TASK REQUIREMENTS: Copy the data below word for word, from the line with "Each instance of the player" to the line with "pixel 396 458", including both of those lines.

========

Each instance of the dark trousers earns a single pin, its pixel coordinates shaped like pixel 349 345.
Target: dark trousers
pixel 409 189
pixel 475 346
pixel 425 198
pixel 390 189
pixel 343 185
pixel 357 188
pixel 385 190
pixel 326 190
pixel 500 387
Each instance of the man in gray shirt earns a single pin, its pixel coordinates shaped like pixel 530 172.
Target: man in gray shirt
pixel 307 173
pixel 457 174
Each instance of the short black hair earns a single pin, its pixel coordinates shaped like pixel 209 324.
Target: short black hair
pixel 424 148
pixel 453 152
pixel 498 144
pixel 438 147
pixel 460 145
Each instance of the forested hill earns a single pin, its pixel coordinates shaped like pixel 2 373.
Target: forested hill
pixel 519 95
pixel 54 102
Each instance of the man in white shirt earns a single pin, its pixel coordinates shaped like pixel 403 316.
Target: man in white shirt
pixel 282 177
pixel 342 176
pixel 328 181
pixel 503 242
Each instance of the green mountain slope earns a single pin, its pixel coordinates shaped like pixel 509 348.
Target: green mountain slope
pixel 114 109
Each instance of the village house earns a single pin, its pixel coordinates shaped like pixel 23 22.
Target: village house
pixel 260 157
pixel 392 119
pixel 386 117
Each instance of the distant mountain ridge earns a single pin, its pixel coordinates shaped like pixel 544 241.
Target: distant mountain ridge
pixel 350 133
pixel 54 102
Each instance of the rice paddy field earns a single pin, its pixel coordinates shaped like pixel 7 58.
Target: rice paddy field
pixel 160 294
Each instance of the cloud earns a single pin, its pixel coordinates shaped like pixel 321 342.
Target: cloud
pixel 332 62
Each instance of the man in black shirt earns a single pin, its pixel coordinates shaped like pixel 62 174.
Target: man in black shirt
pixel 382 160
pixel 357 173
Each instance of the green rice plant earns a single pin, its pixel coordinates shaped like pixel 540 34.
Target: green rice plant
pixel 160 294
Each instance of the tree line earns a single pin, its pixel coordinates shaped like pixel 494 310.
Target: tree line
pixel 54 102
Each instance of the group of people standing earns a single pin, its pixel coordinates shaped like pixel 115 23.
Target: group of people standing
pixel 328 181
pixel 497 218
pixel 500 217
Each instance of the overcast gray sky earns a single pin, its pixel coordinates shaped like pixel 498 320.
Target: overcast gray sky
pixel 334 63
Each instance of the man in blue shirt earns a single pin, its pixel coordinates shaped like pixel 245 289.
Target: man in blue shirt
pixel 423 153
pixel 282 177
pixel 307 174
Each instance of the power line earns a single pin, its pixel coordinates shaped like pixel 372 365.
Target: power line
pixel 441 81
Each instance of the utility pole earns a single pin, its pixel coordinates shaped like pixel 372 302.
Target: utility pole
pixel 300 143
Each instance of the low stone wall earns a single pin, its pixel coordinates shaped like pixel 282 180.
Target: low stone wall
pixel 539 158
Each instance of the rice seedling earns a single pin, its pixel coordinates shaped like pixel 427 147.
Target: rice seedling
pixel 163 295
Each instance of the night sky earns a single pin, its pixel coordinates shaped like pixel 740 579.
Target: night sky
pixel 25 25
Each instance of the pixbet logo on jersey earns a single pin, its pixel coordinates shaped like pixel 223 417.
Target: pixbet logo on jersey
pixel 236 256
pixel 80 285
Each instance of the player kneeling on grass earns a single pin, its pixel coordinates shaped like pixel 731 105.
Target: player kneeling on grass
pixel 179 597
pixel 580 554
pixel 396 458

========

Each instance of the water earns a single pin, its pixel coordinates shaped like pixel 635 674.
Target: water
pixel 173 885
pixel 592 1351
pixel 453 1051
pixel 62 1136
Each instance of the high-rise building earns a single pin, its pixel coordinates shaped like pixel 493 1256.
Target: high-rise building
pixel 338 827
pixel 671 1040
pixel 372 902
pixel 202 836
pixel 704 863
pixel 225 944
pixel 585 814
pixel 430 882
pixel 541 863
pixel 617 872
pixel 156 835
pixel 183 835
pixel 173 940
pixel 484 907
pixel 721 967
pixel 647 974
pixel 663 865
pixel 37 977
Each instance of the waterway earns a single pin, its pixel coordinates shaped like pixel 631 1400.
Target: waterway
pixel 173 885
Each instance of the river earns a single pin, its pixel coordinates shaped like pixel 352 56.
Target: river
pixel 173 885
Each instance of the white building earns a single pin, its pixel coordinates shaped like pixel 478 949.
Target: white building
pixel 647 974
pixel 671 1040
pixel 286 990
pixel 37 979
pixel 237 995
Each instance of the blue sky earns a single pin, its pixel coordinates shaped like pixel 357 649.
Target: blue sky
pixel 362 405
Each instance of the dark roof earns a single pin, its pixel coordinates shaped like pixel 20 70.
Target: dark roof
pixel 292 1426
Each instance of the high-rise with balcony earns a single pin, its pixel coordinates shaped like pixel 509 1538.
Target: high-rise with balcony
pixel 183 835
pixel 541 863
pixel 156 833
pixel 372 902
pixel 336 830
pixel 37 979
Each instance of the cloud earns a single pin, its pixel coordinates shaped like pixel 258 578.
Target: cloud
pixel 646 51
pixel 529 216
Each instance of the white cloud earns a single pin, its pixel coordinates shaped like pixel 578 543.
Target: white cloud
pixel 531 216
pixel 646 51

========

RESPONSE TO THE EXERCISE:
Each instance of the player kneeling on grass earns a single pin, its pixel coordinates shaped like pixel 731 105.
Target: player kneeling on grass
pixel 179 597
pixel 580 554
pixel 396 458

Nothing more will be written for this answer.